* **EXCERPTED PASSAGE**:

=====

Friday, January 25, 2019

It's true then - the past is a foreign country

(First published in The Dominion Post and on, January 24.)

I was enjoying a New Year drink with an old friend and discussing some of the things that have changed in our lifetime. Soon I found myself mentally making a list.

It’s a totally random, off-the-cuff list, compiled in an idle mood on a lazy day. It doesn’t purport to make a profound statement about the state of society. It’s just a reminder that, in the words of the author L P Hartley, the past is a foreign country where they do things differently.

For what it’s worth, here it is:

I remember paying mortgage interest rates of more than 20 percent.

I remember when a milkman delivered milk to a box at your gate, in glass bottles that you washed and returned for re-use.

I remember when the government went to inordinate lengths to prevent the pirate station Radio Hauraki from challenging the state broadcasting monopoly.

I remember when towns had stock routes so that mobs of sheep and herds of cattle could avoid the main street.

I remember when secondary schoolboys wore caps.

I remember standing (or not standing, depending on how rebellious I felt) for God Save the Queen at the movies, which we used to call the pictures or the flicks.

I remember railcars.

I remember when schoolkids were issued with Post Office Savings Bank books to encourage thrift.

I remember when most cars had three-speed transmissions operated by a gear lever mounted on the steering column.

I remember when every town had a dosing strip where dogs were tested for hydatids.

I remember the fathers of my school contemporaries dying in their 40s from heart attacks.

I remember when the New Zealand Broadcasting Corporation banned harmless protest songs.

I remember Peter Pan and Frosty Jack ice cream.

I remember when TV transmission started at 5pm and finished at 10.

I remember when there were only four women MPs.

I remember when the film censor decreed that the movie version of James Joyce’s Ulysses had to be shown at separate screenings for men and women.

I remember McWilliam’s Marque Vue and Montana Cold Duck.

I remember when the most popular meeting-place in Wellington was under the James Smith clock at the corner of Cuba and Manners Sts.

I remember when city council chief executives were called town clerks.

I remember Cona coffee.

I remember when the police drove black Humber Super Snipes.

I remember when Catholic and Protestant schoolkids exchanged religious taunts on their way to and from school.

I remember when people got their pay handed to them in cash, in little manila envelopes.

I remember when a try in rugby was worth three points.

I remember when a diagnosis of cancer was regarded as a virtual death sentence.

I remember when new cars didn’t come equipped with heaters or radios.

I remember bodgies, widgies, milk-bar cowboys and beatniks.

I remember when young men in country towns belonged to Jaycees.

=====

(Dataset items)
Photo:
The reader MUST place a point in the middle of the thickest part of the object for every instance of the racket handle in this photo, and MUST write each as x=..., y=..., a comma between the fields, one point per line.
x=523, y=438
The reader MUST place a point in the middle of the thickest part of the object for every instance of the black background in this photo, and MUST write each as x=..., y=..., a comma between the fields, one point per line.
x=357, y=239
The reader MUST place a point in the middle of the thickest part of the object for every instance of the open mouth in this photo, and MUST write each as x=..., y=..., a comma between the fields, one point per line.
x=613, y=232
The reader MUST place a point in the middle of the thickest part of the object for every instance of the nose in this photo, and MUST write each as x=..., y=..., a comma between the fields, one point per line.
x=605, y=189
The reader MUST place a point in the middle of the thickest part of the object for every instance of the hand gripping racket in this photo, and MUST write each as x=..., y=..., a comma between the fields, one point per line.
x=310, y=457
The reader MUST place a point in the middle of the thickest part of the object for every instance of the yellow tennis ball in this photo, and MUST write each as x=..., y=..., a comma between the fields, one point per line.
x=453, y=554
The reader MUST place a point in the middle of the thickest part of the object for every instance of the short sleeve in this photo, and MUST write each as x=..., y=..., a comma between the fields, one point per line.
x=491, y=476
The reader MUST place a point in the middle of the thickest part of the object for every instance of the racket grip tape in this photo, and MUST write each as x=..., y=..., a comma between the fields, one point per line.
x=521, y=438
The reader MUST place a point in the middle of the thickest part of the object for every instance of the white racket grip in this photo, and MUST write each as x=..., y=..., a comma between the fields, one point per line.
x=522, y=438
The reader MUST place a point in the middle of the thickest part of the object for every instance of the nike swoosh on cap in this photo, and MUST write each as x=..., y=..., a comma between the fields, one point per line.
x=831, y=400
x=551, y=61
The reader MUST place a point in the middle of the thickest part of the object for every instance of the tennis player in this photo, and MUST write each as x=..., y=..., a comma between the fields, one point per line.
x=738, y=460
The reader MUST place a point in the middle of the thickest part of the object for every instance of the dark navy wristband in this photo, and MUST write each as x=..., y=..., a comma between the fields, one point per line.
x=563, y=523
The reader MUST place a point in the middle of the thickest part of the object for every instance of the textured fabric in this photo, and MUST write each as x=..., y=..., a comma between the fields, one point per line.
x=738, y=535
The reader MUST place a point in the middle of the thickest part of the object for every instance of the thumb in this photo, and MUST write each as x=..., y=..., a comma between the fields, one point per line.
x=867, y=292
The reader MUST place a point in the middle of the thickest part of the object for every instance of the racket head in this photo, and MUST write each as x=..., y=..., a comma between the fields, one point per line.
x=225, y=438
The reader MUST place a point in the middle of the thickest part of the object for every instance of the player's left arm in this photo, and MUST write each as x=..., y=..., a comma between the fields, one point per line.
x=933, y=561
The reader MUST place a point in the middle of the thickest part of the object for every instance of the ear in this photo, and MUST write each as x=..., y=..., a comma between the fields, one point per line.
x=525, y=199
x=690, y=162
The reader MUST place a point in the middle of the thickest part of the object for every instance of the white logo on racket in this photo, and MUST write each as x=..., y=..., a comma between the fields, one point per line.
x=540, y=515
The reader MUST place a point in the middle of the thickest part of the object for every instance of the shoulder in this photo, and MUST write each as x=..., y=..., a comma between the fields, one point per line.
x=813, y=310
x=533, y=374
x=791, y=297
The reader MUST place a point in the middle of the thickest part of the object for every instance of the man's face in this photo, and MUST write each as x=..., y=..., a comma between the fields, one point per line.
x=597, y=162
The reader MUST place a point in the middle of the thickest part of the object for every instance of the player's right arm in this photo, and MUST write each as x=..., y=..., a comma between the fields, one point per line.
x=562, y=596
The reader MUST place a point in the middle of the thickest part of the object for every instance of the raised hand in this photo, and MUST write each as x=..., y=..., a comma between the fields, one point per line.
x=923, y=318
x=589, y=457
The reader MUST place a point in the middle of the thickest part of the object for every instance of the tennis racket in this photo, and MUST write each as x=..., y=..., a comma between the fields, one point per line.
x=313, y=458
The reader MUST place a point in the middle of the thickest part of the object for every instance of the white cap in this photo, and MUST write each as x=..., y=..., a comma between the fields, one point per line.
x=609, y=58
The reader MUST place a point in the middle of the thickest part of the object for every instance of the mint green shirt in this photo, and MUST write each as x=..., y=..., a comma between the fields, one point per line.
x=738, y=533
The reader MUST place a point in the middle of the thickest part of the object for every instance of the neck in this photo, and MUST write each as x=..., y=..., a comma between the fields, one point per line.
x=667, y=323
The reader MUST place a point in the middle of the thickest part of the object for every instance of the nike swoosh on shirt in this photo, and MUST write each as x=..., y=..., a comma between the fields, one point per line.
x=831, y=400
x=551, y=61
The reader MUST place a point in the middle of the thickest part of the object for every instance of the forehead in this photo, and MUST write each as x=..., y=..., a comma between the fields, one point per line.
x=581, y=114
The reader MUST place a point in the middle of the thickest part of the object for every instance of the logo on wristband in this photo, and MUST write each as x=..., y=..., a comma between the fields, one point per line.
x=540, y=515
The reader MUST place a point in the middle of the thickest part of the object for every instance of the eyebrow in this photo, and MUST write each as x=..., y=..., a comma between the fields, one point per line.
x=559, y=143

=====

* **TASKS TO PERFORM**:
- a) According to the column about things that have changed, where was the most popular meeting-place in Wellington?
- b) Continue the column about things that have changed, picking up after its last line.

* **ANSWERS TO THE PROBLEMS**:
- a) It was under the James Smith clock at the corner of Cuba and Manners Sts.

- b)
I remember morning assemblies at my state secondary school where we sang English hymns and songs like There is a Tavern in the Town.

I remember when no Pakeha New Zealanders - and not many Maori either - had heard of Parihaka.

I remember when New Zealand Truth was the only paper that covered sex cases and was kept out of sight in respectable homes.

I remember when beer was sold in flagons.

I remember when union membership was compulsory.

I remember when The Flintstones was shown in prime time and everyone watched it because TV was a novelty and there was only one channel.

I remember when the first McDonald’s outlet opened and people thought it was weird that their burgers contained a slice of gherkin.

I remember when New Zealand shut down at weekends and there was no television or radio advertising on Sundays.

I remember when “mixed flatting” was frowned upon as improper.

I remember when travelling by air was an occasion for which people dressed in their best clothes.

I remember Suzy’s Coffee Lounge, the Casablanca, Roy’s hamburger joint, the Majestic Cabaret, the Bistro Bar and the Downtown Club.

I remember traffic cops.

I remember a time before bureaucrats decided it was unsafe for New Zealand kids to do early-morning paper rounds.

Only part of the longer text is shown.